- [Task requirements]
Write out each line that follows exactly as it stands, without the pictures.

- [Polygon annotations for photos]
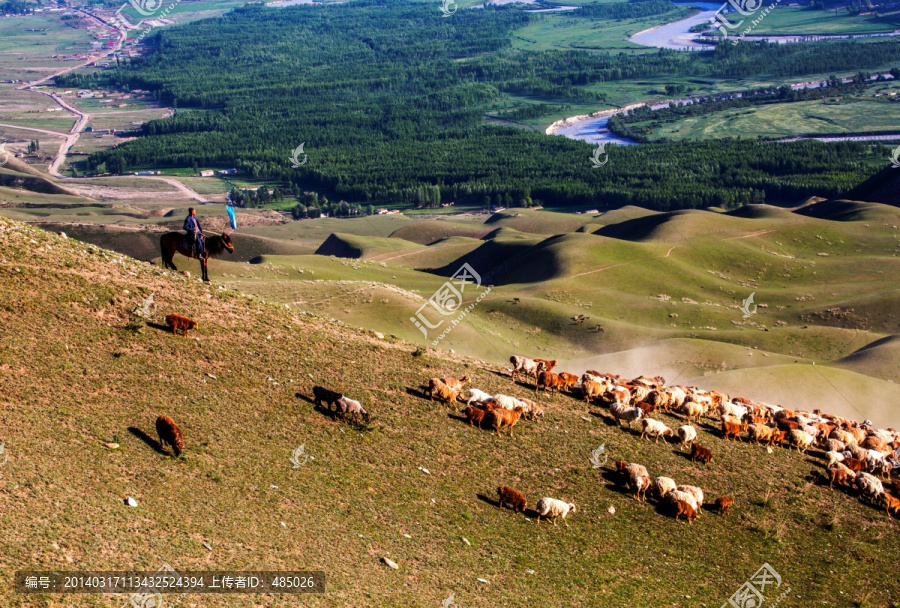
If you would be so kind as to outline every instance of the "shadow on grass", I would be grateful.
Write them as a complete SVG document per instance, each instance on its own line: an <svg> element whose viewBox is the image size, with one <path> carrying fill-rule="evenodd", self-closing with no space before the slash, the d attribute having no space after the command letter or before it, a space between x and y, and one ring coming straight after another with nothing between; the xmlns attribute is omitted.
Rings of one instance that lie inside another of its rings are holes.
<svg viewBox="0 0 900 608"><path fill-rule="evenodd" d="M158 329L159 331L164 331L167 334L172 333L171 325L163 325L162 323L154 323L153 321L147 321L147 327L152 327L153 329Z"/></svg>
<svg viewBox="0 0 900 608"><path fill-rule="evenodd" d="M163 449L162 444L160 444L159 441L157 441L141 429L137 428L136 426L128 427L128 432L153 448L153 451L155 451L157 454L170 456L170 454Z"/></svg>
<svg viewBox="0 0 900 608"><path fill-rule="evenodd" d="M500 501L497 500L496 498L491 498L490 496L485 496L484 494L476 494L475 496L481 502L487 503L487 504L491 505L492 507L494 507L495 509L501 508ZM504 511L509 511L510 513L512 513L514 515L519 514L518 512L513 511L512 507L502 507L502 509ZM537 511L535 511L534 509L528 508L528 507L525 508L525 511L523 511L522 514L525 515L525 517L528 519L537 519L537 516L538 516Z"/></svg>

- [Task output]
If you would be so kind as to outline every instance of the "shadow on grass", I would be grateful.
Write them as a complete SVG document per instance, each instance on its own line: an <svg> element whose viewBox is the image size, with one <path> carrying fill-rule="evenodd", self-closing with no space before the slash, the d attribute having no space after the command letter or before it, a space between x and y, and one ring coming straight after another with nothing between; the xmlns attribute is omitted.
Rings of one instance that lie inside another of its rings are holes.
<svg viewBox="0 0 900 608"><path fill-rule="evenodd" d="M158 329L159 331L164 331L167 334L172 333L171 325L163 325L162 323L154 323L153 321L147 321L147 327L152 327L153 329Z"/></svg>
<svg viewBox="0 0 900 608"><path fill-rule="evenodd" d="M163 449L162 444L160 444L159 441L157 441L141 429L137 428L136 426L128 427L128 432L153 448L153 451L155 451L157 454L170 456L170 454Z"/></svg>
<svg viewBox="0 0 900 608"><path fill-rule="evenodd" d="M500 501L497 500L496 498L491 498L490 496L485 496L484 494L476 494L475 496L481 502L487 503L487 504L491 505L492 507L494 507L495 509L501 508ZM504 511L509 511L510 513L512 513L514 515L519 514L518 512L513 511L512 507L502 507L502 509ZM537 511L535 511L534 509L528 508L528 507L525 508L525 511L523 511L522 514L525 515L525 517L528 519L537 519L537 516L538 516Z"/></svg>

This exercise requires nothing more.